>> START Records
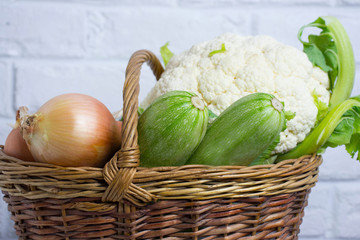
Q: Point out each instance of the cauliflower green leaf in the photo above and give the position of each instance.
(166, 54)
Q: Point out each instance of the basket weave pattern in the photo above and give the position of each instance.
(124, 201)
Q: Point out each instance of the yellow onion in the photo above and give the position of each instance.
(15, 146)
(71, 130)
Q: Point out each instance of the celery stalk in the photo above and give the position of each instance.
(331, 50)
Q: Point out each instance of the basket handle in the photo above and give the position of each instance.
(120, 170)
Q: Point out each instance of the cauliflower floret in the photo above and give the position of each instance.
(249, 64)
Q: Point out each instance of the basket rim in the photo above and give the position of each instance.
(192, 182)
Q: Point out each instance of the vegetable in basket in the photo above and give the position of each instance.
(249, 65)
(242, 132)
(71, 130)
(339, 124)
(314, 85)
(171, 129)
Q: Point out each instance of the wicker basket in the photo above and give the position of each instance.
(123, 201)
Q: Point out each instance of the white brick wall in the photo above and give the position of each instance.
(52, 47)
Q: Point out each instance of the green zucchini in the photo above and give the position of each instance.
(242, 132)
(171, 128)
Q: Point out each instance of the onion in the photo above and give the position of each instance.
(71, 130)
(15, 146)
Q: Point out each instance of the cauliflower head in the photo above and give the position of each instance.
(249, 64)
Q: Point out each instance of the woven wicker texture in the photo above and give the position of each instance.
(124, 201)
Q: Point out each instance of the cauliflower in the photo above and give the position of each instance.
(249, 64)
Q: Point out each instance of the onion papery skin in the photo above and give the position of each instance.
(72, 130)
(15, 146)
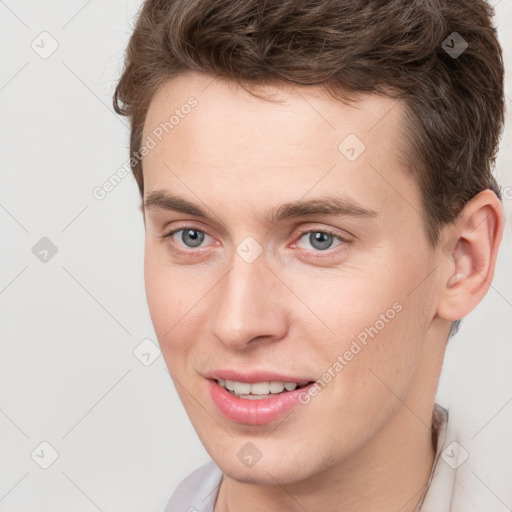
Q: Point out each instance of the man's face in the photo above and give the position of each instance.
(236, 290)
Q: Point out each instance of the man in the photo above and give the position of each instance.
(331, 163)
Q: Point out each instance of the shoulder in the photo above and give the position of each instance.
(197, 492)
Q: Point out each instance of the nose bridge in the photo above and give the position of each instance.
(248, 304)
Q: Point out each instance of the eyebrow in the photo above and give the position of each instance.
(325, 205)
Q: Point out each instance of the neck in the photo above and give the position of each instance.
(391, 473)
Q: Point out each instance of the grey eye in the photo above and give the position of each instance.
(320, 240)
(192, 237)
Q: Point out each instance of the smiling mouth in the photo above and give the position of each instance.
(259, 390)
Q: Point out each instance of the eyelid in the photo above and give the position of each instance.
(296, 237)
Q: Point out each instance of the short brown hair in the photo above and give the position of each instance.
(454, 105)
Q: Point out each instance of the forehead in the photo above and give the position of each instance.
(302, 141)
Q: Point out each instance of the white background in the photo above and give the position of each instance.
(69, 326)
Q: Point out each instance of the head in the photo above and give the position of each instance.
(356, 108)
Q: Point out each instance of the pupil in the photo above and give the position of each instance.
(196, 236)
(323, 239)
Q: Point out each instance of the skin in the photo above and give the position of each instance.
(364, 442)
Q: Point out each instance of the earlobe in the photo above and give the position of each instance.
(469, 267)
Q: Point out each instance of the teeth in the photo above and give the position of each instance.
(256, 389)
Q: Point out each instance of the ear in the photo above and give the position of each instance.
(469, 256)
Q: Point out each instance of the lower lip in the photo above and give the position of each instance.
(253, 412)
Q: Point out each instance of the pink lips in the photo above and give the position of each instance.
(254, 412)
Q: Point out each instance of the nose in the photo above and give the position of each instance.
(252, 305)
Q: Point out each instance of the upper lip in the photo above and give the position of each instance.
(254, 376)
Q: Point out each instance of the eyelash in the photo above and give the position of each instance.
(319, 254)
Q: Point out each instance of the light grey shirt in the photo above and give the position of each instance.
(198, 491)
>> END Records
Your task is to write out the lines from the one with "Q: Point out each instance of the lower" through the end of the records, exactly and with nothing added.

*The completed task:*
Q: Point out each instance of the lower lip in the photo above and give the position of each instance.
(253, 412)
Q: Point out each instance of the pink lips in the photo above and give the position of each instance.
(254, 412)
Q: Point out each instance of the nose in the photo above and give the position of each instance.
(252, 305)
Q: Point out each instance of the upper lip in the photo above and give the position of each instance.
(254, 376)
Q: Point out each instance of the eyelash in the photo above and give the position of each instance.
(319, 254)
Q: Point out each instance of the light grey shirt in the photo above and give the position of each instance.
(198, 491)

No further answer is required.